> _Data to use_:
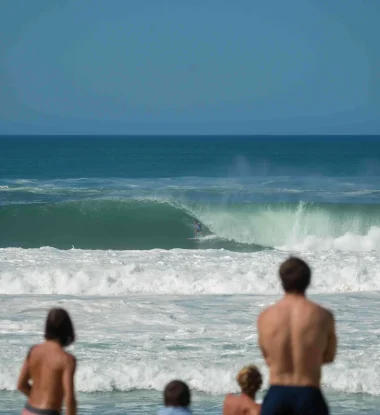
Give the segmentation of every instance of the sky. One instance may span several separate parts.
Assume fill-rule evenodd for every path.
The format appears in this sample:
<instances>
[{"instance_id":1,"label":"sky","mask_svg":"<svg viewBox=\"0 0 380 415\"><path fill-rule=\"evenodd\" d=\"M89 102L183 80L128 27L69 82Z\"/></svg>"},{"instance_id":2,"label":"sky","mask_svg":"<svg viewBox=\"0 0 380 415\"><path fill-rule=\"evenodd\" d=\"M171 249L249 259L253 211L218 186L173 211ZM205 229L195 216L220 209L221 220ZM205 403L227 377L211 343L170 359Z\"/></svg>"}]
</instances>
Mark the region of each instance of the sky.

> _Exercise prompt_: Among the lines above, list those that contain the word "evenodd".

> _Task output_:
Assume fill-rule evenodd for every path.
[{"instance_id":1,"label":"sky","mask_svg":"<svg viewBox=\"0 0 380 415\"><path fill-rule=\"evenodd\" d=\"M89 102L183 80L128 27L69 82Z\"/></svg>"},{"instance_id":2,"label":"sky","mask_svg":"<svg viewBox=\"0 0 380 415\"><path fill-rule=\"evenodd\" d=\"M171 249L249 259L253 211L218 186L173 211ZM205 229L195 216L220 209L221 220ZM205 403L227 377L211 343L170 359Z\"/></svg>"}]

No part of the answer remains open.